● STORED DATA:
^^^^

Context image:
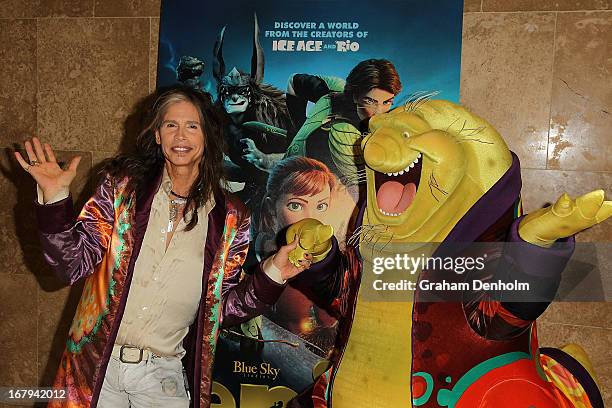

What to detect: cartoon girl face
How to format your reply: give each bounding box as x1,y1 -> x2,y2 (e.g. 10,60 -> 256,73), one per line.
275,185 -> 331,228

^^^^

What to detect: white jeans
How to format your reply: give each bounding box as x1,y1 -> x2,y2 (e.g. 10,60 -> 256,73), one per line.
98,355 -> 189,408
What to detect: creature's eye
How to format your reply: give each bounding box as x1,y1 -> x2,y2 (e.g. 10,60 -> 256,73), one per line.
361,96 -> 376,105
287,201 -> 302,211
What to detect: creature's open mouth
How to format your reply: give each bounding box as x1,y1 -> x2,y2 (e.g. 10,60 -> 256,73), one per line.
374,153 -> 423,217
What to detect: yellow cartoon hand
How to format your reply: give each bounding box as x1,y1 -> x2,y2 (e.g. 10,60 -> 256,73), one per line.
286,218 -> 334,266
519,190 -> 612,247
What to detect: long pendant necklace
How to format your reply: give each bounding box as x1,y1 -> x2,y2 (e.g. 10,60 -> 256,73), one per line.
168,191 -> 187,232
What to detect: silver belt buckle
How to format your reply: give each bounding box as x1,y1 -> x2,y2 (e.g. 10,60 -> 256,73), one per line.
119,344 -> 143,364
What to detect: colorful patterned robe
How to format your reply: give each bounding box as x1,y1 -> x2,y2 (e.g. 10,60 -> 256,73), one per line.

^^^^

● THE REQUEST:
Offset every bounding-box coordinate by -7 in the data from the line containing "What to detect: creature's eye" down to the line containing "374,153 -> 423,217", both included, and write out all of those lines again.

● WRITTEN REPLY:
What to detect: creature's eye
How to format your reply: give each bounding box as x1,y1 -> x2,y2 (e.g. 10,60 -> 256,73), one per line.
354,89 -> 369,98
280,194 -> 295,204
What to detect: creature's open mouth
How to format your reply: give each bounding box as x1,y1 -> x2,y2 (e.g. 10,60 -> 256,73), one per line.
367,146 -> 416,210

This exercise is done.